* What you need to do
Can you recast every row below as a numbered list, leaving out any blank lines?

(Rows from a data source)
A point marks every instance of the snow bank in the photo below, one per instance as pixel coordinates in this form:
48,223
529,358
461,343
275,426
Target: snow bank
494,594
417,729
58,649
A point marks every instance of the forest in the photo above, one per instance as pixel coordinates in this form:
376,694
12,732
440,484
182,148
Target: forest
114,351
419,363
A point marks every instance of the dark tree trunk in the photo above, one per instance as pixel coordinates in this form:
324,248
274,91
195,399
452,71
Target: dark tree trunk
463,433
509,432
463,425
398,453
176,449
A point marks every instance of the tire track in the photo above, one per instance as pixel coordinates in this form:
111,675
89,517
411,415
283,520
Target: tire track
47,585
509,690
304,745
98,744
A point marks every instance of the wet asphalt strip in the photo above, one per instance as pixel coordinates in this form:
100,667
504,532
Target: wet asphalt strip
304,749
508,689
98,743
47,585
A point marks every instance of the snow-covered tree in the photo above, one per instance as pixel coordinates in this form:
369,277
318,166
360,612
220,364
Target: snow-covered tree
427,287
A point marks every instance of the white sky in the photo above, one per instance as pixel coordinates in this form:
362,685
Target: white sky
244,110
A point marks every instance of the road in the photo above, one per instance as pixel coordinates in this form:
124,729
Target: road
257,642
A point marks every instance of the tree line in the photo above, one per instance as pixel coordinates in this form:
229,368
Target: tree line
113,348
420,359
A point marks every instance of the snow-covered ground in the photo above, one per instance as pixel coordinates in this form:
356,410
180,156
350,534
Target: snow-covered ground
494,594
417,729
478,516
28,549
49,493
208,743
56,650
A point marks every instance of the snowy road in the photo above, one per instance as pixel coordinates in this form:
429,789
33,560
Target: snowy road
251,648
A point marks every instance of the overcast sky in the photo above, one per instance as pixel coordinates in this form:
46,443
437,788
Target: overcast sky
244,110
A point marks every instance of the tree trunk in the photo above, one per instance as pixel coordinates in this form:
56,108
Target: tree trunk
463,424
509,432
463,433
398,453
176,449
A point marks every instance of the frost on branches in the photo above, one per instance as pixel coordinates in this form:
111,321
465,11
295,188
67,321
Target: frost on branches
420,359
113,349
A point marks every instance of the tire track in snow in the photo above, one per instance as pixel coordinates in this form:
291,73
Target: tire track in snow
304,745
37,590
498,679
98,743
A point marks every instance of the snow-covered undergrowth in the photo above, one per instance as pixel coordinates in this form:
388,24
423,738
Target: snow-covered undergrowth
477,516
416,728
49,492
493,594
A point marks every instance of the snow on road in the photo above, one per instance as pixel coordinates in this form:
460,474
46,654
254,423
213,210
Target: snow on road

* Final answer
1. A point marks every instance of the snow bank in the photo below, one per instance as pixel coordinates in this form:
2. 48,223
3. 529,358
4. 461,343
5. 275,426
6. Target: snow bank
7. 494,594
8. 417,729
9. 58,649
10. A point marks every instance of the forest in the photo above, one per instance as pixel coordinates in this form:
11. 376,694
12. 12,732
13. 440,484
14. 182,148
15. Target: forest
16. 114,351
17. 419,363
18. A point marks every instance of the dark tree trunk in the photo above, one per instance as pixel coordinates in this form:
19. 324,248
20. 274,91
21. 195,399
22. 452,71
23. Target: dark tree trunk
24. 463,433
25. 509,432
26. 463,425
27. 398,453
28. 176,449
29. A point marks every instance of the tire track in the photo above, one per instance as pixel coordinates in this form:
30. 111,675
31. 89,517
32. 411,415
33. 283,520
34. Target: tire track
35. 47,585
36. 509,690
37. 304,745
38. 98,744
39. A point marks every instance of the wet asphalt strip in the photo above, one per instance as pixel coordinates in this form:
40. 100,667
41. 504,532
42. Target: wet asphalt strip
43. 304,749
44. 508,689
45. 98,743
46. 47,585
47. A point marks every instance of the snow-covered tree in the photo above, one per instance as pixel coordinates in this form:
48. 369,277
49. 318,166
50. 360,612
51. 220,364
52. Target: snow-covered tree
53. 427,287
54. A point marks every instance of the white sky in the photo above, one per instance as pixel coordinates in this form:
55. 362,685
56. Target: white sky
57. 244,110
58. A point marks every instance of the road in the photo above, one per instance as pixel coordinates in this form:
59. 124,729
60. Target: road
61. 257,642
62. A point marks every instance of the tree line in the photo above, one per instance as pixel coordinates in this form:
63. 229,368
64. Target: tree line
65. 113,348
66. 420,359
67. A point marks every instance of the snow-covered ground in the photo above, one per instance as pixel coordinates in this form:
68. 356,410
69. 180,156
70. 350,534
71. Target: snow-covered ground
72. 494,594
73. 417,729
74. 478,516
75. 28,549
76. 49,493
77. 208,743
78. 56,650
79. A point marks every instance of the snowy road in the photo above, one per instance as pixel coordinates in this form:
80. 429,789
81. 33,560
82. Target: snowy road
83. 251,648
84. A point marks every instance of the overcast sky in the photo above, one per instance as pixel coordinates in this form:
85. 46,443
86. 437,788
87. Target: overcast sky
88. 244,110
89. A point marks every instance of the tree trunk in the photo above, one per instance as pixel coordinates in this form:
90. 56,108
91. Target: tree trunk
92. 463,424
93. 509,432
94. 463,433
95. 398,453
96. 176,449
97. A point marks every instance of the frost on branches in the photo above, one per instance as pixel coordinates in this form:
98. 111,321
99. 465,11
100. 295,188
101. 67,321
102. Target: frost on branches
103. 420,359
104. 113,349
105. A point marks every instance of the tire track in snow in the photo above, one per instance as pixel coordinates in this form:
106. 291,73
107. Target: tire track in snow
108. 304,745
109. 37,590
110. 498,679
111. 98,743
112. A point marks every instance of the snow-covered undergrowth in the photo above, one per instance as pixel coordinates in this form:
113. 388,24
114. 423,738
115. Target: snow-covered undergrowth
116. 477,516
117. 416,728
118. 49,492
119. 493,594
120. A point marks every instance of the snow on road in the photo above, one per instance as pixel coordinates in this form:
121. 460,474
122. 46,654
123. 254,423
124. 213,210
125. Target: snow on road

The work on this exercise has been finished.